Nothing in the records may be left out; restate them word for word.

Stored items from a collection:
- Opening Delimiter -

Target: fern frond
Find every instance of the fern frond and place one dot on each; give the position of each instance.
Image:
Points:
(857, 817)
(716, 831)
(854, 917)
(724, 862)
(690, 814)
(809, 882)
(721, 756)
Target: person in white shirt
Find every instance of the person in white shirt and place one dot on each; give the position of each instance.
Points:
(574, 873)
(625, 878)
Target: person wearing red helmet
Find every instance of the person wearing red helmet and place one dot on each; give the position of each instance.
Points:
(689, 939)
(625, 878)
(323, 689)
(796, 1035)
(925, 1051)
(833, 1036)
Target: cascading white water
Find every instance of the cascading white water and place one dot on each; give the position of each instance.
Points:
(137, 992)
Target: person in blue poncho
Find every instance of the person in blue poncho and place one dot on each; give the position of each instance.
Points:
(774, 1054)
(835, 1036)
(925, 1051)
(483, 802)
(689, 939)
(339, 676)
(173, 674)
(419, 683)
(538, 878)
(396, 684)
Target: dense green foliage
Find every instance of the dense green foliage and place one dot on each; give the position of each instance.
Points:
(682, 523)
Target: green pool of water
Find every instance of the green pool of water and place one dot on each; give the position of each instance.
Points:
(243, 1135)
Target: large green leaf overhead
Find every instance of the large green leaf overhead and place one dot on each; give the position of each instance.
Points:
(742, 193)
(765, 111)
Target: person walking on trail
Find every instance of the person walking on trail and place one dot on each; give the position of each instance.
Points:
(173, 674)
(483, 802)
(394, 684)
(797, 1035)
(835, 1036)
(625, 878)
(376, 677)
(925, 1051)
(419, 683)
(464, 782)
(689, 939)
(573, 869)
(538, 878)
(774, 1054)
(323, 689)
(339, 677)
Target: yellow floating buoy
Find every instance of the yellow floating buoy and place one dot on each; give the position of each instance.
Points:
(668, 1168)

- Closing Delimiter -

— RESPONSE TO THIS EXERCISE —
Target: fern frond
Find every instance of the fern frond and place one dot on each; give the position of each instance.
Image:
Points:
(857, 817)
(716, 831)
(854, 917)
(724, 862)
(690, 814)
(809, 882)
(721, 756)
Target: person in white shirt
Find every instance of the person in white shirt and place one dot on each; give the position of each instance.
Points:
(574, 873)
(625, 878)
Target: person wearing red helmet
Find every instance of the person wearing red helmet and place one dot on each; give the position of each instance.
Points:
(689, 939)
(625, 878)
(323, 689)
(796, 1035)
(925, 1051)
(833, 1036)
Target: cascading white water
Find every instance of the cascading white water and place one dot on each; give the position of each instance.
Points:
(137, 992)
Target: person in blue poncho
Find every instance of the person in blue poncho and place one dot on each; give the position of each instance.
Points:
(774, 1054)
(835, 1036)
(925, 1051)
(483, 802)
(689, 939)
(339, 676)
(173, 674)
(419, 683)
(538, 878)
(396, 684)
Target: dense green foliage
Find every instance of the dense green foliage and place one dot on each; give the position of each instance.
Points:
(682, 523)
Target: green pool of water
Find every instance of the green pool of water and place one dot on each; give the position of each instance.
Points:
(243, 1135)
Target: large green leaf overhead
Find every instance of the large green leaf overhead and place one dot on each; give the position of each instance.
Points:
(742, 193)
(765, 111)
Target: person walking on trail
Find every instance of the person walking on trail and place one dot on each; give the position of each instance.
Points:
(173, 674)
(483, 802)
(394, 684)
(797, 1035)
(835, 1036)
(625, 878)
(376, 677)
(925, 1051)
(419, 683)
(464, 782)
(689, 939)
(573, 869)
(538, 878)
(774, 1054)
(323, 689)
(339, 677)
Target: yellow floating buoy
Find every instance of the yellow floating buoy and place one dot on each; give the position of each instance.
Points:
(668, 1168)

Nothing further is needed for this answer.